Copy word for word the lines of the items from the line containing "Tag one point on each instance of the man in white" through the last line of the items, including both ends.

(Object position labeling items)
--- --- ---

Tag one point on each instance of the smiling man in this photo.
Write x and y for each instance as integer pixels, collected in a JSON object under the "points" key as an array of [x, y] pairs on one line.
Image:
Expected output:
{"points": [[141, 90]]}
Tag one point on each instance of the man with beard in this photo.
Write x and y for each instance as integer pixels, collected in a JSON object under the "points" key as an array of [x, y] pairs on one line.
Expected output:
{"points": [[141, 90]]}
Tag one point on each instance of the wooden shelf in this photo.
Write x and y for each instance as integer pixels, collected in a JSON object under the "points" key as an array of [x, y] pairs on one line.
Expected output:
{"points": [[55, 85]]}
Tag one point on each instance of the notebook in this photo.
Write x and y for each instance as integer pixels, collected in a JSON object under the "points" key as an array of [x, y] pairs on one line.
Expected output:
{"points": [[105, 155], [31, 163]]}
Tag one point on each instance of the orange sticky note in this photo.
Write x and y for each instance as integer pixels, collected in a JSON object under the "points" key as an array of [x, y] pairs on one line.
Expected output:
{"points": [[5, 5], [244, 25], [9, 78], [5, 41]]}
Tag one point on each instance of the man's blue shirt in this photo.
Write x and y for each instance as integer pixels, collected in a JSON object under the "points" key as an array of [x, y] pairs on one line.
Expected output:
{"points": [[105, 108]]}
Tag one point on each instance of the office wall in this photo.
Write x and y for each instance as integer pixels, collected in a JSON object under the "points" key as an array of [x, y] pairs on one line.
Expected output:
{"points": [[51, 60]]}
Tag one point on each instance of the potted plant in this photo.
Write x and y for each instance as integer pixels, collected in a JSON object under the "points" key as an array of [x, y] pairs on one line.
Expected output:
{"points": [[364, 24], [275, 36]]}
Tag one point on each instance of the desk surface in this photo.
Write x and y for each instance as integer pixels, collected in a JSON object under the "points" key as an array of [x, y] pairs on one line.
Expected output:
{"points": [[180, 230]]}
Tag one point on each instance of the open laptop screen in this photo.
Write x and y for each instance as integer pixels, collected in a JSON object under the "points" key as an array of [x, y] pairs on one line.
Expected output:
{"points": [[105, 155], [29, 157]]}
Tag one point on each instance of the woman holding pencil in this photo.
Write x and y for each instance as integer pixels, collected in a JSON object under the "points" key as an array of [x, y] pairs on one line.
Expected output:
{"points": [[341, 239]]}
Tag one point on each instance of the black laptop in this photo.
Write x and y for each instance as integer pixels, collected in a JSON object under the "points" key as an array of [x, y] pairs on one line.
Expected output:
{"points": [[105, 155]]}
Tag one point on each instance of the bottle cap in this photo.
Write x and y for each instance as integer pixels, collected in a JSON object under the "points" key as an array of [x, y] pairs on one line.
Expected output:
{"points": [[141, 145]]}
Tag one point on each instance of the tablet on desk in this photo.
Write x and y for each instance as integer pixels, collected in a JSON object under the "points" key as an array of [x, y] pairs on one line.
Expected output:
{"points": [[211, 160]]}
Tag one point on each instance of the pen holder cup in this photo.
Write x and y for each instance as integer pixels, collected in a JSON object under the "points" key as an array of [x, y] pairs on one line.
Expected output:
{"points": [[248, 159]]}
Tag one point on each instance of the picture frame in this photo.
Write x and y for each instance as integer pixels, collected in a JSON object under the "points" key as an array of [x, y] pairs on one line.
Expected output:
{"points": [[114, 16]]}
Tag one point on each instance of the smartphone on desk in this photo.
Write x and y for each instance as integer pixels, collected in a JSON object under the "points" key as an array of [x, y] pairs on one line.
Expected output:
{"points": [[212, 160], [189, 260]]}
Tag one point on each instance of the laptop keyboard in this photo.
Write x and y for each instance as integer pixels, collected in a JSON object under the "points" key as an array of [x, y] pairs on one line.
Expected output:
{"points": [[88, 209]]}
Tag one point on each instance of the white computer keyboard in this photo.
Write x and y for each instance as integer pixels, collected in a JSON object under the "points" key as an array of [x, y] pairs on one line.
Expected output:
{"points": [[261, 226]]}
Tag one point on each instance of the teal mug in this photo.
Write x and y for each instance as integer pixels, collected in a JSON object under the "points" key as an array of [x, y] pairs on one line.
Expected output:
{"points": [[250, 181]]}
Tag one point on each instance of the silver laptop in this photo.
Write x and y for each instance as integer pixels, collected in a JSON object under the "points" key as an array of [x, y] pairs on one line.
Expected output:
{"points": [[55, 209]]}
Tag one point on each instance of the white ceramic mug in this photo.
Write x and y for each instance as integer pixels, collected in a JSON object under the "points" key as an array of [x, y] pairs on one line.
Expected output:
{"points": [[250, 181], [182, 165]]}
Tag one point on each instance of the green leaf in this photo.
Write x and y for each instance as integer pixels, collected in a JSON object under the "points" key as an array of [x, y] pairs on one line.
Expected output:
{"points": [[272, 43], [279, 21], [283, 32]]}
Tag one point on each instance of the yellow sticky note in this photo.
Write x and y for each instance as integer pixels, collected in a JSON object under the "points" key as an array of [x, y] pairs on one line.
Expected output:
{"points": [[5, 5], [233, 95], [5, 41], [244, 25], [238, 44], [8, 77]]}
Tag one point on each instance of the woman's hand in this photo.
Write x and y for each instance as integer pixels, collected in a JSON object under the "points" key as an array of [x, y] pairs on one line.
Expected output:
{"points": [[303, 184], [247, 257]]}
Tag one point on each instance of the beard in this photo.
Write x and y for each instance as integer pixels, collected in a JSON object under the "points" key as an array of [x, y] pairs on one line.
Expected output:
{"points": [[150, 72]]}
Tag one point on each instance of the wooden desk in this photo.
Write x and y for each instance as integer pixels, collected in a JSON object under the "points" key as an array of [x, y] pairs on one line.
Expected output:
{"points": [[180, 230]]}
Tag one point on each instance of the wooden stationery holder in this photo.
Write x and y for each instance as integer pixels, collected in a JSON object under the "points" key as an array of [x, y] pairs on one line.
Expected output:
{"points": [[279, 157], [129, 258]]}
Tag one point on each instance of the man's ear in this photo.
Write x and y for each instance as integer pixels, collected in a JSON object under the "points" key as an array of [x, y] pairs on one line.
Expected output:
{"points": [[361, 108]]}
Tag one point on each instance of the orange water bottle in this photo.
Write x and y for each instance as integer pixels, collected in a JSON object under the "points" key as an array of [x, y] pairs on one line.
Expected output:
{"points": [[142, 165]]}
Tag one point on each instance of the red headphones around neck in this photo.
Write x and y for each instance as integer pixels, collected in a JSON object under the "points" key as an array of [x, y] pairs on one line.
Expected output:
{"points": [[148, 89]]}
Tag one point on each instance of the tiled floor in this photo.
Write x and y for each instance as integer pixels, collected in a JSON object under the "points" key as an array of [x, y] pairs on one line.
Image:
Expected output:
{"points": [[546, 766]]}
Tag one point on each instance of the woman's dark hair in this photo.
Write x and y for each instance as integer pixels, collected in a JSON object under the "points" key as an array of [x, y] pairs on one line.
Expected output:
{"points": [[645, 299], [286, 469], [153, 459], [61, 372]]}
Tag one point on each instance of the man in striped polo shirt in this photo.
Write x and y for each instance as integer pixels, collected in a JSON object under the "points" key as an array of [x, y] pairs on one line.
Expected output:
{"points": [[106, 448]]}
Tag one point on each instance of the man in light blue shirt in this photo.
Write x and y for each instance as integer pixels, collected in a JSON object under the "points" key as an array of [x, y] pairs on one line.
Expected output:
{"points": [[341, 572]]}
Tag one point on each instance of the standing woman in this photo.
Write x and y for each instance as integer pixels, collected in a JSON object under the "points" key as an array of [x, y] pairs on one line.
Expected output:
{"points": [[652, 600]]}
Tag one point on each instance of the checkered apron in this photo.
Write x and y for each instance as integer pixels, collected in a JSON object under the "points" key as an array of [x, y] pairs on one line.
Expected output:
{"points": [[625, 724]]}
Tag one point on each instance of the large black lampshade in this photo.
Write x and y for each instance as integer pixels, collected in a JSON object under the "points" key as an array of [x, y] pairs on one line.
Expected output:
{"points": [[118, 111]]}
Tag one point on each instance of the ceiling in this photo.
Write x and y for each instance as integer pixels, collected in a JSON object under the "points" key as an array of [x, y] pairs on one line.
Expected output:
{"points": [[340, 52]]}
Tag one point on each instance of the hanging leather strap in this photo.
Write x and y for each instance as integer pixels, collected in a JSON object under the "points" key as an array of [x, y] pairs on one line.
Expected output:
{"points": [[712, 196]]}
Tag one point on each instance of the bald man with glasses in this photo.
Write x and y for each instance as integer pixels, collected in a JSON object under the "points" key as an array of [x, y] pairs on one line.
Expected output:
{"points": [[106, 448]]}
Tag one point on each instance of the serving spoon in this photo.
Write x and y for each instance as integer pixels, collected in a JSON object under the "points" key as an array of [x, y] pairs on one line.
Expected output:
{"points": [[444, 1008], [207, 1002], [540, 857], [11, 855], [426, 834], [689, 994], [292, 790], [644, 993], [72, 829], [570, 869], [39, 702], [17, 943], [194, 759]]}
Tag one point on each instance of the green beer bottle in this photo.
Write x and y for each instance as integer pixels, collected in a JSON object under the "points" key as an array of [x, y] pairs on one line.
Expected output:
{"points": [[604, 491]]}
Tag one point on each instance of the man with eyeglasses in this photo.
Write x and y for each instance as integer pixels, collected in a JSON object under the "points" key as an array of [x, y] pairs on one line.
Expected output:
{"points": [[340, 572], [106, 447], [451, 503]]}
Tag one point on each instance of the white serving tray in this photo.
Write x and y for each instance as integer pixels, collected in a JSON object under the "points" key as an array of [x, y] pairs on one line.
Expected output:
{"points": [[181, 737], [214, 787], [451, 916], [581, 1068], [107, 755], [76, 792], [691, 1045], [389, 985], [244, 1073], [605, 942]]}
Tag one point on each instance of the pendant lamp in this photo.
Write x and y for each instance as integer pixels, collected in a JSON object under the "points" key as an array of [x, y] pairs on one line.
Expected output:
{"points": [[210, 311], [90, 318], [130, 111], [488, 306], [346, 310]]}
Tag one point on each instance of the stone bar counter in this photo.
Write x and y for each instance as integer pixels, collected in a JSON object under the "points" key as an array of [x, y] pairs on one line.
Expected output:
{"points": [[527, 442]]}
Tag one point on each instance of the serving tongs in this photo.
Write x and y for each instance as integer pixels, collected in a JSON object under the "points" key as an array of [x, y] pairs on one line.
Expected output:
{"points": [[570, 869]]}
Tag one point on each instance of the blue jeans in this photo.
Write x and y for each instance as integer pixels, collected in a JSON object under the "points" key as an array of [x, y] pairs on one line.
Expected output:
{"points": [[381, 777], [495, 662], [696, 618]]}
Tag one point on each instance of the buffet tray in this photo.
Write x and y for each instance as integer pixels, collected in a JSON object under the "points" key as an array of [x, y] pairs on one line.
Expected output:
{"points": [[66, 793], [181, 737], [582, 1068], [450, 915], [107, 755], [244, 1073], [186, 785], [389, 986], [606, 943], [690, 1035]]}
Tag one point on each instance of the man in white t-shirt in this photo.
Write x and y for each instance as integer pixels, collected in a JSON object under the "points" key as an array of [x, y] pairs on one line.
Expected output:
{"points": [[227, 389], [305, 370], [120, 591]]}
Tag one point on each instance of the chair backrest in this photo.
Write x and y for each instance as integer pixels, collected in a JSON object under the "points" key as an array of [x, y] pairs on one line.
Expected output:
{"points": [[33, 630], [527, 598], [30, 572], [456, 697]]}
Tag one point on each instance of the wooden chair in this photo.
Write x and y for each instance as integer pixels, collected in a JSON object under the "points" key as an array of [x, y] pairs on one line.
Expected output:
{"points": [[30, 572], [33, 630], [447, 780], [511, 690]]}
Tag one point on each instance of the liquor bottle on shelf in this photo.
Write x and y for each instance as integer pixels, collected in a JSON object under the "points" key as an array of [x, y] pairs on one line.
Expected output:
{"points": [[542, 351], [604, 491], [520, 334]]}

--- --- ---

**Written response**
Tag one point on each instance of the man in white t-shirt in this photo.
Write x and y for each instance as integer pixels, collected in a JSON object under the "points" key as an array of [x, y] pairs on one line.
Expected output:
{"points": [[227, 389], [305, 370], [120, 591]]}
Tag one point on each instance of the chair backrest in this photo.
Write x and y for each instance as integer pixels, collected in a JSON object under the "points" key as an array of [x, y] pairs on one line.
Expected output:
{"points": [[33, 630], [527, 598], [30, 572], [456, 697]]}
Tag one point on each instance of the wooden chair in this photo.
Write x and y for each instance as integer pixels, collected in a JSON object under the "points" key as an array of [x, y] pairs on one line.
Expected output:
{"points": [[30, 572], [33, 630], [447, 780], [511, 690]]}
Tag one point on each instance of the liquor bottle on shelf in this photo.
Write x and y for each instance as integer pixels, collected in a JSON object under the "points" key as an array of [x, y] pairs on one line.
Expected output:
{"points": [[542, 351], [604, 491], [520, 334]]}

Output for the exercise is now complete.